Goal A ▸
Which Glock models does the Glock 48 review mention by number? List each one once.
Goal B ▸
Can you retype the part of the Glock 48 review starting at "Glock 48 Review - What" and ending at "with the latter." word for word?

Given passage ▸
━━━━

The avid bearers of Glock’s slimline pistols are bound to confuse the Glock 43X with the Glock 48. I don’t blame my fellow marksmen — both handguns adopt the same frame, and the slides are interchangeable. But, the G43X is no way near the G48’s compactness.
Glock has been enhancing the “stealth factor” in its new pistols, and the Glock 48 is no exception. What you get is a single-stack handgun with less bulk and better concealed carry compared to the G43X. A solid choice as a pocket handgun of a 9mm caliber.
As an age-old Glock shooter, I’ve done some rigorous testing to rate the Glock 48’s mighty firepower for the sake of this Glock 48 review. In addition, you can opt for another similar Glock pistol described in our Glock 43 review, one of the best self-defense pistols out there, described in our Ruger LCP 2 Review, or MP Shield 2.0 review.
Glock 48 Review - What Makes it Special?
It’d be unfair to think that the Glock 48 doesn’t deliver anything new. This thought is becoming widespread because of the similarity among the majority of Glock’s slimline lineup. However, the untrained eye doesn’t look at the meticulous modifications that Glock brings to its G48.
At first glance, I thought that it was practically synonymous with the G43X. I gave myself a moment to disassemble the slides and found that the recoil spring was noticeably longer in the Glock 48 unlike much shorter in Glock 20 we reviewed here. I’ve shot some drills and observed the improvement in recoil reduction with the latter.
When laying hands on this handgun, I appreciated the slightly longer sight radius (the length between the rear and the muzzle sights). For increased accuracy, Glock managed to keep the radius in its category of slimline pistols while evading the shorter sight radii of its older handguns.
I also liked that the Glock 48 doesn't sacrifice its concealed carry leverage for a longer barrel. Unlike short barrels that cause handguns to tilt outwards, the slightly longer barrel urges the Glock 48 to lean toward the body in the waistband to clear out any prints' doubts.
Glock 48 Background
Released back in January 2019, you can argue that the Glock 48 has blazed a trail of revolutionary changes to Glock pistols' notion. Since the changes revolve around radical modifications to the magazine capacity and overall size, they may sound uncanny to veterans who've got used to the classic Glock 19.
With the rise of the Glock 48, I still can’t believe that I deemed the Glock 19 to be a concealed carry gun, and that’s the part where our new handgun shines. The Glock 48 has given up on the excessive bulk and the double-stack magazine of the Glock 19 just to complement its concealability while keeping the firing range intact.
This might be subjective, but I wouldn’t call the single-stack mag a compromise. I’ve found the combination of the overall reduced stack weight and the lengthier sight radius to be optimal for handgun maneuverability. You’re more likely to grab this single-stack sidearm effortlessly from the waistband if you’re caught up in a crossfire.
Before Glock G48, there have been some releases of concealed carry handguns for home protection, like the M&P 9 Shield, which could crush the Glock 19’s reputation. Check out another such praised hangun in our HK VP9 review. However, it didn’t take long for the Austrian weapons manufacturer to release a sidearm that would redefine how a compact handgun should be.

━━━━

Record excerpts ▸
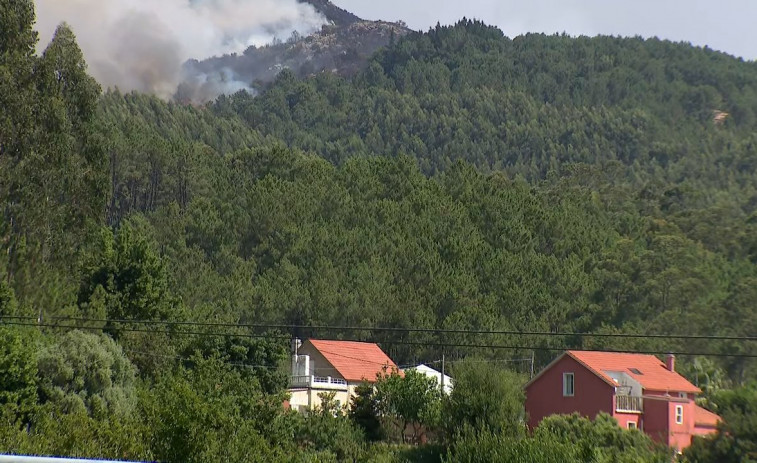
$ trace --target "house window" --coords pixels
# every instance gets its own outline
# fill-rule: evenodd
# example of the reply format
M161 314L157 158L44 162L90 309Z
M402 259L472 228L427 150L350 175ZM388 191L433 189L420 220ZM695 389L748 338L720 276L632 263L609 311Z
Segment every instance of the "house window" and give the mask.
M573 373L562 374L562 395L565 397L573 397L574 393Z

━━━━

Exercise answer A ▸
Glock 43X, Glock 48, Glock 43, Glock 20, Glock 19

Exercise answer B ▸
Glock 48 Review - What Makes it Special?
It’d be unfair to think that the Glock 48 doesn’t deliver anything new. This thought is becoming widespread because of the similarity among the majority of Glock’s slimline lineup. However, the untrained eye doesn’t look at the meticulous modifications that Glock brings to its G48.
At first glance, I thought that it was practically synonymous with the G43X. I gave myself a moment to disassemble the slides and found that the recoil spring was noticeably longer in the Glock 48 unlike much shorter in Glock 20 we reviewed here. I’ve shot some drills and observed the improvement in recoil reduction with the latter.